Please write out exactly the lines that begin at the line containing "Kindly outline every instance of the white" and run to the end of the records.

[Spatial annotation records]
╭──
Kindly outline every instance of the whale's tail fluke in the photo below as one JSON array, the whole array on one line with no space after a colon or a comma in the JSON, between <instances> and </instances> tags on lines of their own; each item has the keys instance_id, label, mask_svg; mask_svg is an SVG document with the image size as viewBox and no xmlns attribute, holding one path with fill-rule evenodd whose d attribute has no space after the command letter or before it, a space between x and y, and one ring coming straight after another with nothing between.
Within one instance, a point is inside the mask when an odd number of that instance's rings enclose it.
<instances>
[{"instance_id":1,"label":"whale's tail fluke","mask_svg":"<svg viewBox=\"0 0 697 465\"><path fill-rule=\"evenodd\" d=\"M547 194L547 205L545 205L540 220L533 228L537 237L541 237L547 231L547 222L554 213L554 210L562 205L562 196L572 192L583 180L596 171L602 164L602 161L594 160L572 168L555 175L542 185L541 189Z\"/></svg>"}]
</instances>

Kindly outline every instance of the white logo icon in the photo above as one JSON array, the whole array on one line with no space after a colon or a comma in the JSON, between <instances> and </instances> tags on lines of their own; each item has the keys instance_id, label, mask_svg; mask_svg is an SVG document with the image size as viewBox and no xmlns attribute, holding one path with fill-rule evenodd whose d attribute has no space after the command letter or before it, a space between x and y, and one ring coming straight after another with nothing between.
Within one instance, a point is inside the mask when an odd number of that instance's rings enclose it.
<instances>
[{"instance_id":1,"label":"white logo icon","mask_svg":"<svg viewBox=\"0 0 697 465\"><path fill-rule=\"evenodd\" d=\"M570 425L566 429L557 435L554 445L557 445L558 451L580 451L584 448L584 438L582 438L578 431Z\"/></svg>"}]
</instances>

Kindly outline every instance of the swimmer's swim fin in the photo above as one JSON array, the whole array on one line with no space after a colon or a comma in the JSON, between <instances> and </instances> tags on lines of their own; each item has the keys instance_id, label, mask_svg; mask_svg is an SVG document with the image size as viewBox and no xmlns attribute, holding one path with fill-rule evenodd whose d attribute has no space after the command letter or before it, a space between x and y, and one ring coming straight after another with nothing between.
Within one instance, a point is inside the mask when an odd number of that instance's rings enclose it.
╰──
The answer
Kindly outline every instance of the white logo icon in the photo above as one JSON array, the whole array on one line with no space after a colon or a comma in the JSON, between <instances> and </instances> tags on lines of their own; each item has the keys instance_id, label, mask_svg; mask_svg is an SVG document with the image size as viewBox and no xmlns attribute, holding one path with fill-rule evenodd whose d attribute has no space after the command letter or before it, a space between x and y, and one ring coming straight after another with nothing between.
Within one instance, a point is inside the mask when an odd number of that instance's rings enclose it.
<instances>
[{"instance_id":1,"label":"white logo icon","mask_svg":"<svg viewBox=\"0 0 697 465\"><path fill-rule=\"evenodd\" d=\"M570 425L566 429L557 435L554 445L557 445L558 451L580 451L584 448L584 438L582 438L578 431Z\"/></svg>"}]
</instances>

Kindly outline every instance of the swimmer's swim fin in the photo above as one JSON array, the whole array on one line with no space after a colon or a comma in the JSON, between <instances> and </instances> tags on lines of their own; each item has the keys instance_id, label, mask_svg; mask_svg is an SVG document with the image size as viewBox and no xmlns attribute, holding one path with fill-rule evenodd whose d attribute has no space after the command letter or before it, a space between x and y, and one ring coming straight after another with nothing between.
Within one instance, a point is inside the mask when an odd number of that instance's rings enclose it.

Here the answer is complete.